** Source document **
===============
Redza Piyadasa was a Malaysian artist, art critic and art historian.

Piyadasa was born in 1939 in Kuantan, the capital of Pahang, in a family of Sinhalese origin. Initially he followed a study at the Malaysia Teacher's College in Brinsford Lodge to become a teacher. Afterwards, he followed an art study at the Hornsey College of Art in Crouch End, London, on the basis of a scholarship of the Malaysian government. Here he obtained his degree in 1967. Consequently, he returned to Malaysia, where he started to work as a teacher at the School for Art and Design, which shortly before was founded as a part of the Universiti Teknologi MARA.

Piyadasa dedicated his life to art, in the sense of focusing on art theory, as well as performing himself. As an artist he produced visual artwork, like paintings, installations and collages. By means of his publications in Malaysian as well as in English, he importantly filled up a vacuum of the sixties and seventies. He initiated a hardly existing debate in this time in his country on art critic and history.
===============
** What to work on **
A – Rewrite the stretch of the Redza Piyadasa biography from "Piyadasa dedicated his" through "critic and history.", replacing "paintings" with "canvases".
B – According to the Redza Piyadasa biography, what made it possible for him to study at the Hornsey College of Art in London?
C – In the Redza Piyadasa biography, where and in what year was Piyadasa born?
The records after the text are separate material with no tie to it.

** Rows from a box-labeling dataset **
===============
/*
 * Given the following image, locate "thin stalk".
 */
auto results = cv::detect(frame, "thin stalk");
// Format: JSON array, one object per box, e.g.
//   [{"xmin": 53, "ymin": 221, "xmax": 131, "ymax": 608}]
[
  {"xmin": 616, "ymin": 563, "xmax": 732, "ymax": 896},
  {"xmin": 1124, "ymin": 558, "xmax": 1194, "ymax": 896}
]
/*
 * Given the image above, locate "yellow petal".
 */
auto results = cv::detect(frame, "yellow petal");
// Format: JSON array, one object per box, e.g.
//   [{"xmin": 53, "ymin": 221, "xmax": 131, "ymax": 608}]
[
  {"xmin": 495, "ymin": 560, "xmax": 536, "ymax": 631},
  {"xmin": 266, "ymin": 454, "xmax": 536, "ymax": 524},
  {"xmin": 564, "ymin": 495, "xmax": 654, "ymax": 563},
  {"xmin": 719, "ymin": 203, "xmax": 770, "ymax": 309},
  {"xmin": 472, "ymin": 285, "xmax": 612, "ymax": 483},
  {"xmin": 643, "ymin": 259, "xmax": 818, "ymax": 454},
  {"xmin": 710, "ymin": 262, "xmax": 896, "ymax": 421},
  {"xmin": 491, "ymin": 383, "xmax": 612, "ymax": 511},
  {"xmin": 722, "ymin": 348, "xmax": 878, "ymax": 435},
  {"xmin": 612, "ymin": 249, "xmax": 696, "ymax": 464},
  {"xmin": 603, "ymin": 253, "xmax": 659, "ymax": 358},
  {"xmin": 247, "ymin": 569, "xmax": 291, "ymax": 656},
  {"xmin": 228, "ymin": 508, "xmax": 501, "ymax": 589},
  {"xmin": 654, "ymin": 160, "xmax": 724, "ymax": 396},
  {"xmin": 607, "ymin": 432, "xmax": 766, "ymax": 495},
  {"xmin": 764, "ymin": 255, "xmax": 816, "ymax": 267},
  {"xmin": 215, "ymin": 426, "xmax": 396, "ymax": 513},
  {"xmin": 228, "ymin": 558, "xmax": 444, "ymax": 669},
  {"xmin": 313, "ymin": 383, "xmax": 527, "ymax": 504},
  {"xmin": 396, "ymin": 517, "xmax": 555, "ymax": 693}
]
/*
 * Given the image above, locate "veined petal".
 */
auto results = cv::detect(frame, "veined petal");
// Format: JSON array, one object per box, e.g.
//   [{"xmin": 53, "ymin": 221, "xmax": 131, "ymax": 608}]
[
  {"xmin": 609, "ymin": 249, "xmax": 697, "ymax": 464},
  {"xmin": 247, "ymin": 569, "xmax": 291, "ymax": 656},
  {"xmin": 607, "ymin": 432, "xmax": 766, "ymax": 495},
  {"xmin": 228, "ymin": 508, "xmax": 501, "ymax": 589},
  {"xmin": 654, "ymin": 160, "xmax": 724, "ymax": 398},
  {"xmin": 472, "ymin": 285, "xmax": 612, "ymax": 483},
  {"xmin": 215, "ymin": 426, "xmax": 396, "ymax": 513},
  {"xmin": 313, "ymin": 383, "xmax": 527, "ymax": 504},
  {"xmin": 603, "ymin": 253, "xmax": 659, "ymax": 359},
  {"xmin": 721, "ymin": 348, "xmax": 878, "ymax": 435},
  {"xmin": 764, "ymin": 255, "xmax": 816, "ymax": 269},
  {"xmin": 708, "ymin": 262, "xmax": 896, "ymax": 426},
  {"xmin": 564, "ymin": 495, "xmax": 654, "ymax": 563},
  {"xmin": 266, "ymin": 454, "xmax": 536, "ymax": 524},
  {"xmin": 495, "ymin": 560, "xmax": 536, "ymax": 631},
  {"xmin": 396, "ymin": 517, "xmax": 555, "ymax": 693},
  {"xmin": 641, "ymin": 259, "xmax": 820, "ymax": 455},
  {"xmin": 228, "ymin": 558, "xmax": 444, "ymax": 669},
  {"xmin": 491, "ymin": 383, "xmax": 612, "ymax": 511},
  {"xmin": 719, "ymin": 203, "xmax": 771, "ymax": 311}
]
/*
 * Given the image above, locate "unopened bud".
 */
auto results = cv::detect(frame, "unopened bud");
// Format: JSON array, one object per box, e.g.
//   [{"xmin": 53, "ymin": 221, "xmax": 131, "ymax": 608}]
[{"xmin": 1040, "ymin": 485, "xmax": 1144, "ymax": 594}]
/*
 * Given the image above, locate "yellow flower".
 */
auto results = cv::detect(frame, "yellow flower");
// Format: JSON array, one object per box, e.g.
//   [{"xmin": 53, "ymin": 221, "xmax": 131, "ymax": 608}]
===============
** Completed exercise **
A –
Piyadasa dedicated his life to art, in the sense of focusing on art theory, as well as performing himself. As an artist he produced visual artwork, like canvases, installations and collages. By means of his publications in Malaysian as well as in English, he importantly filled up a vacuum of the sixties and seventies. He initiated a hardly existing debate in this time in his country on art critic and history.

B – He studied at the Hornsey College of Art on a scholarship from the Malaysian government.

C – He was born in 1939 in Kuantan, the capital of Pahang.